**Records for this task:**
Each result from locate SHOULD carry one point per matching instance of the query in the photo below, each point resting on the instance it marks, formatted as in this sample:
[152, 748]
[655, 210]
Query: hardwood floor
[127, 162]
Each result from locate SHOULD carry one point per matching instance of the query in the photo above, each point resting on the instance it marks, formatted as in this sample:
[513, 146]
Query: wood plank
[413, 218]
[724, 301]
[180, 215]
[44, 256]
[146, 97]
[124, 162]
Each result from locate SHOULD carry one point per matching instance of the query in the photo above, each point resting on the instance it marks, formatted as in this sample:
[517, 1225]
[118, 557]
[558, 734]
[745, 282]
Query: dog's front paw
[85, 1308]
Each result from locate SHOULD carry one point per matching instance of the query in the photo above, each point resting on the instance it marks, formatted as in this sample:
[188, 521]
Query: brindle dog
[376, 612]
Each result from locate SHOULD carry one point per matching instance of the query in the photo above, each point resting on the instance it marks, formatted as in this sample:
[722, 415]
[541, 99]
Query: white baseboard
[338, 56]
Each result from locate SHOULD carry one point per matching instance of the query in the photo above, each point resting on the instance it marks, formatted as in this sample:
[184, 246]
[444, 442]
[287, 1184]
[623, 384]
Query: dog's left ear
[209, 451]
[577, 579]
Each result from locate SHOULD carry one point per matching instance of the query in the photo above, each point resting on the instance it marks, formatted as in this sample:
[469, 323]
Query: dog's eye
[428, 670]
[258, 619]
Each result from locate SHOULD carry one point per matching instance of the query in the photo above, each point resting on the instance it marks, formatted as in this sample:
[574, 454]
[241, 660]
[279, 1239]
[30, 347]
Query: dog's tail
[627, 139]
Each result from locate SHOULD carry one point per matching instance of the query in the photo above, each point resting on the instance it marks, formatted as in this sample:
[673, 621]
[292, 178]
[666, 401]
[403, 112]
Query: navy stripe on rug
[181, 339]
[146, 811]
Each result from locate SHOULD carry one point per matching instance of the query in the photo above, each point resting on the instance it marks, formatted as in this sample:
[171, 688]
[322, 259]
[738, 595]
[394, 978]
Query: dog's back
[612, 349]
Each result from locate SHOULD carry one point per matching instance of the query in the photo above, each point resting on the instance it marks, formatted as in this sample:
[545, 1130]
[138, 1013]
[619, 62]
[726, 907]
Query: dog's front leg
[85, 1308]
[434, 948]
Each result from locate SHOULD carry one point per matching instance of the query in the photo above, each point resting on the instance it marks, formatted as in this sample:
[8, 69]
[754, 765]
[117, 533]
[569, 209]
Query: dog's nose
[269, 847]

**Goal:** Take the listing above and set it down exactly.

**Completed exercise:**
Each result from locate SHOULD carry one point per matching instance of the query in the photo below, each point resting on the instance it marks, formatted as in this sample:
[152, 748]
[655, 210]
Query: hardwood floor
[127, 162]
Each result from locate SHOULD carry one point per matching instance of the query in the photo above, each point resting on the instance it marks, formatted as in this sample:
[513, 146]
Query: wood plank
[413, 218]
[724, 301]
[180, 215]
[44, 256]
[146, 97]
[124, 162]
Each result from locate SHOULD carry one point per matching instance of the query in the photo above, each point resting on the instance it marks, formatted as in this sample:
[517, 1225]
[118, 557]
[558, 734]
[745, 282]
Query: dog's front paw
[85, 1308]
Each result from locate SHOULD carry one point per matching instance of the query in the photo above, each point resting on the instance it marks, formatted as in this sample:
[188, 521]
Query: brindle dog
[376, 612]
Each result from locate SHOULD carry one point per matching instance of the query in the photo above, each point resting on the instance it marks, formatted as in this sample:
[722, 415]
[541, 99]
Query: white baseboard
[338, 56]
Each result from locate SHOULD carry one point per matching instance of the query in the photo above, each point resting on the instance it marks, formatted as in this sample:
[184, 246]
[444, 442]
[287, 1184]
[623, 384]
Query: dog's left ear
[209, 451]
[577, 579]
Each result from locate SHOULD carry one point per matching instance of the query in the photo above, each point resting on the instance it marks, formatted as in this sample:
[469, 323]
Query: dog's eye
[428, 670]
[258, 619]
Each result from locate SHOULD carry one point per matching instance of the query in the photo above, each point resting on the instance it marks, formatted as in this sample:
[574, 454]
[241, 660]
[279, 1239]
[30, 347]
Query: dog's tail
[627, 139]
Each result from locate SHOULD carry one point per matching instance of the query in the photo above, each point resting on the instance it marks, formatted as in this sample:
[673, 621]
[292, 178]
[666, 401]
[403, 112]
Query: navy stripe on rug
[181, 339]
[146, 811]
Each result from locate SHOULD carry one point per matching instance of the query in the photo above, each point resting on the instance it marks, formatted as in this sample:
[171, 688]
[322, 259]
[738, 595]
[394, 978]
Query: dog's back
[612, 349]
Each result from locate SHOULD carry one point per matching instance of the query in the photo above, each point resting on the instance it marks, formatted as in this sample:
[545, 1130]
[138, 1013]
[619, 62]
[726, 907]
Query: dog's front leg
[85, 1308]
[434, 948]
Each result from locate SHOULD carry one point per matching instance of the query in the photo above, each point resting on the instance it marks, formatted as in this sample:
[8, 69]
[754, 765]
[117, 533]
[569, 209]
Query: dog's nose
[269, 847]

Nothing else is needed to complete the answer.